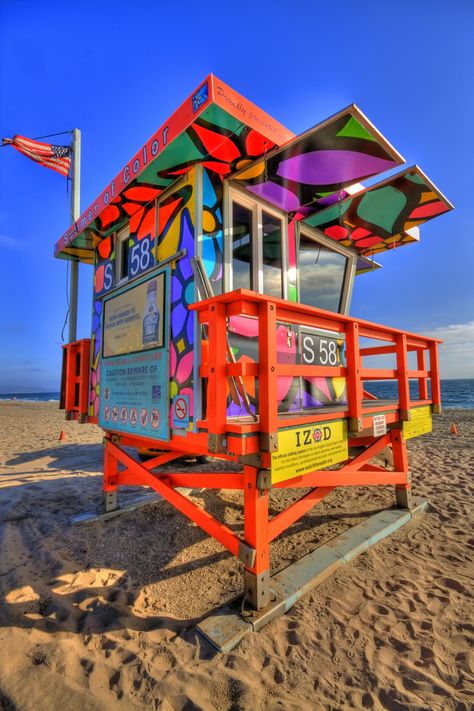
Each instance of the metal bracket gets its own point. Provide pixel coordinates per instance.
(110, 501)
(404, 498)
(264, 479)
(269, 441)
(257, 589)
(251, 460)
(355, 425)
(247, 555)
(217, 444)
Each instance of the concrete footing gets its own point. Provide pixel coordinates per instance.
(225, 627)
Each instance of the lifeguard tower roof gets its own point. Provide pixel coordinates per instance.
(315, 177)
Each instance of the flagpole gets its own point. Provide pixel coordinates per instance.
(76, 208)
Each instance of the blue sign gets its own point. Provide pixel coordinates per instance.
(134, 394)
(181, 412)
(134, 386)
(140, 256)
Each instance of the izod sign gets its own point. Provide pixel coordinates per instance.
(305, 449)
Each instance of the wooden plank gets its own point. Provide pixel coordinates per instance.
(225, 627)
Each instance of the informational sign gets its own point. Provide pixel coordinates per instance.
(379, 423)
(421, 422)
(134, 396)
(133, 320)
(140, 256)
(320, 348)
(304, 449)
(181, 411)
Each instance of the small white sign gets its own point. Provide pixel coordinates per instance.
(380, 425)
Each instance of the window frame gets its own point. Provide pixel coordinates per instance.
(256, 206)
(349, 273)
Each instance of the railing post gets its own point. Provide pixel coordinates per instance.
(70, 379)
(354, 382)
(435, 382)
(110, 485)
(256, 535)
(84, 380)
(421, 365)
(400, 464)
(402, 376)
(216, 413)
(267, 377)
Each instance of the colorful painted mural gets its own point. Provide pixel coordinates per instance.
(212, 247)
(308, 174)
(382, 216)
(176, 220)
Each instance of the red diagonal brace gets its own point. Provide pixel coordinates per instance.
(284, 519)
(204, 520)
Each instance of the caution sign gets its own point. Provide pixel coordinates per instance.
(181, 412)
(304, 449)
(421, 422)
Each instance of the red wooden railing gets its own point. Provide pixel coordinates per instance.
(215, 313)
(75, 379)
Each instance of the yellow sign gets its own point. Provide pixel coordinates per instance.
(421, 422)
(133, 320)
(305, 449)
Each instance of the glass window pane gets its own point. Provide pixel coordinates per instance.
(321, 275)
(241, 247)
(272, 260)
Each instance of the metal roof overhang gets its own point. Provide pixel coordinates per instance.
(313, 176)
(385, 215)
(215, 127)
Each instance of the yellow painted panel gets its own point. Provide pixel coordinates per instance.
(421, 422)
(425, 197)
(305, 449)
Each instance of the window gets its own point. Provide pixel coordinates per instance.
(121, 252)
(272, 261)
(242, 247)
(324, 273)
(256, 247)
+ + + + + + +
WORK INSTRUCTION: Pictures aside, reproduce all of the material above without alteration.

EXPECTED ANSWER:
Each instance of the metal bracket gets its own point. Provide pixel coordinates per instance.
(110, 501)
(404, 498)
(264, 479)
(269, 441)
(257, 589)
(251, 460)
(355, 425)
(247, 555)
(217, 444)
Each instance of the concrete footing gets its own point. Provide pixel coordinates per instance.
(225, 627)
Each instance of the lifeguard tower roof gets its own point. Provide pixel coordinates per instance.
(315, 177)
Each instance of the flagpole gets its own point. Provide pixel coordinates per instance.
(76, 208)
Each instance of the blue sign gets its own point. Provide pixel coordinates per instance.
(134, 394)
(181, 412)
(134, 386)
(140, 256)
Each instance of the izod sign gets its own point. Provide pixel coordinates per instance.
(305, 449)
Each instance of the wooden plank gets its own point. Provide pixel coordinates per instance.
(225, 627)
Each instance of the informational sign gets its own point. Provide pixel coordinates per instance.
(379, 423)
(421, 422)
(134, 396)
(133, 320)
(140, 256)
(320, 348)
(304, 449)
(181, 411)
Each instance of the small white sign gets its own point. Provide pixel coordinates per instance.
(380, 425)
Each instance of the window frame gets its own point. Provide pixel coordinates per instance.
(256, 206)
(349, 273)
Each instance of the railing post gets its own point. Provide pixel coordinates per instance.
(70, 379)
(354, 382)
(435, 382)
(110, 485)
(256, 535)
(84, 380)
(421, 365)
(400, 464)
(402, 376)
(216, 413)
(267, 377)
Each instance of the colorful painted mural gets its own point. Provide pixel coordinates per instance.
(212, 247)
(308, 174)
(382, 216)
(176, 220)
Each instance of the red diagonal brace gets its own point. Provide pixel coordinates per instance.
(284, 519)
(204, 520)
Each instance of the caution sign gets its own point. Provide pixel coordinates per instance.
(181, 412)
(304, 449)
(421, 422)
Each instance of the red wooden railing gets its own point. Provide pixel coordinates per instance.
(215, 313)
(75, 379)
Each instance of the yellow sign gets its own point. Provide pixel coordinates per instance.
(421, 422)
(133, 320)
(305, 449)
Each instance of the glass window pane gets its own point. Provide pixel coordinates per instance.
(321, 275)
(241, 247)
(272, 260)
Each instance of the metal roof overhang gets its own point. Provide pixel coordinates per instance.
(313, 176)
(385, 215)
(215, 127)
Each instance of the yellow painted panel gets its own point. Provide pixel coordinates per instance.
(421, 422)
(425, 197)
(305, 449)
Each instance of the window gets its own point. Provide pixel coordinates per instance.
(121, 252)
(272, 261)
(242, 247)
(324, 273)
(256, 247)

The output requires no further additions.